▸ Exercise requirements
Rewrite the records below with "single marker" replaced by "single point" throughout. Leave everything else as it is.

Dataset excerpts on object pointing:

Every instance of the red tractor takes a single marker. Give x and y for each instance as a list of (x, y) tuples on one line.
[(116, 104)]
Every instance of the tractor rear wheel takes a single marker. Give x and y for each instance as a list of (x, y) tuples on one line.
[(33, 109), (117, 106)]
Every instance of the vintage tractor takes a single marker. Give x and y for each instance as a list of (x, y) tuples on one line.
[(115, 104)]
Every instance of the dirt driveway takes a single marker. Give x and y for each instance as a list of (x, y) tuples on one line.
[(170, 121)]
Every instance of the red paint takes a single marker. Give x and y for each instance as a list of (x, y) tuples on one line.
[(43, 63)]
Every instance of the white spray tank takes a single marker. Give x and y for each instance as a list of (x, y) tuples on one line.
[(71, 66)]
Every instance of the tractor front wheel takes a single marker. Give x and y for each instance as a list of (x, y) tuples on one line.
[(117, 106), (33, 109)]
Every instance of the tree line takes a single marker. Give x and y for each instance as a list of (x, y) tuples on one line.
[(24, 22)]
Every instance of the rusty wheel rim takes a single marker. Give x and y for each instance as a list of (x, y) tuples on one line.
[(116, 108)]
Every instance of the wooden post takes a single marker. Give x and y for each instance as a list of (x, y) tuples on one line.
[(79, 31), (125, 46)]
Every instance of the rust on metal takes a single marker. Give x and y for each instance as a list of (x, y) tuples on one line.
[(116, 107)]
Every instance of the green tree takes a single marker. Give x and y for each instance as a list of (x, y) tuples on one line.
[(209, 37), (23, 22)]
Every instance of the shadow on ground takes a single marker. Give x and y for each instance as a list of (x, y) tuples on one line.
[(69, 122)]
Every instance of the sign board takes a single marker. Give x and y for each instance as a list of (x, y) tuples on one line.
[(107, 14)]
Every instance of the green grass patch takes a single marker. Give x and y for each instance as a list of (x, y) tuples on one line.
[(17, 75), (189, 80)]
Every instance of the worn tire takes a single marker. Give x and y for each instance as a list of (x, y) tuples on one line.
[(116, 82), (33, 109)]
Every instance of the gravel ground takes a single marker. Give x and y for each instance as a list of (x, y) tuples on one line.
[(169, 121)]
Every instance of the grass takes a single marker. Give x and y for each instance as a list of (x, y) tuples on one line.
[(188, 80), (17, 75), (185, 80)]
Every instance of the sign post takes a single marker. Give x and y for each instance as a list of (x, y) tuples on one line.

▸ The output
Every instance of the red tractor takes a single point. Give x and y for each instance as a list of (x, y) tuples on one line.
[(116, 104)]
Every instance of the tractor rear wheel takes a single point. Give x and y for each instance as a list of (x, y) tuples on one line.
[(33, 109), (117, 106)]
Every instance of the vintage tractor takes a single point. Give x and y for each instance as a list of (x, y) tuples on one line.
[(115, 104)]
Every instance of the dirt driveway takes a single point. Give x and y for each instance as a list of (x, y) tuples on one line.
[(170, 121)]
Every instance of the red paint takes a single point. Give x and y for each instance as a list of (x, y) tuples on one line.
[(43, 63)]
Every instance of the white spray tank takes a single point. Give x and y for each instance as a list of (x, y) tuples on one line.
[(71, 66)]
Every instance of the tractor front wheel takes a single point. Give x and y for each instance as a list of (x, y) tuples on one line.
[(117, 106), (33, 109)]
Every instance of the tree line takes a single point. Give x and y for each instance as a list of (x, y) tuples on one line.
[(24, 22)]
Every instance of the rusty wheel rim takes a single point. Give x and y for each instance as a list of (x, y) tuples on one line.
[(116, 108)]
Every instance of the wooden post takes a single point. Give x and y for each instance as a list of (x, y) tuples on one line.
[(79, 31), (125, 46)]
Every instance of the rust on metal takes a single point. Give x and y for each instance as a list of (x, y) tuples on one line.
[(116, 107)]
Every instance of the green tree takes a single point. Give x and y for each instance as a list of (x, y) tuples on one line.
[(209, 37), (23, 22)]
Every instance of the shadow on ground takes a single point. Give x and y for each instance as a list of (x, y) tuples on one line.
[(69, 122)]
Every instance of the sign board takes a single point. Give x and y for each instance as a list of (x, y) tuples on one line.
[(107, 14)]
Every instance of the green grass patch takes a single point. Give x and y for each instance as a list of (x, y) tuples on one line.
[(17, 75), (189, 80)]
Every instance of the worn tire takes a single point. Give x and y for each instance as a list of (x, y) tuples on one line.
[(116, 82), (33, 109)]
Every instance of the gravel ground takes a single point. Give x and y for each instance as a list of (x, y) tuples on one line.
[(169, 121)]
Every instance of the grass takes a single point. Give x and y for each instance as a list of (x, y) tuples on one line.
[(188, 80), (17, 75), (185, 80)]
Every instance of the sign post takes a single point. Give x and y for each instance as a list of (x, y) tuples on one line.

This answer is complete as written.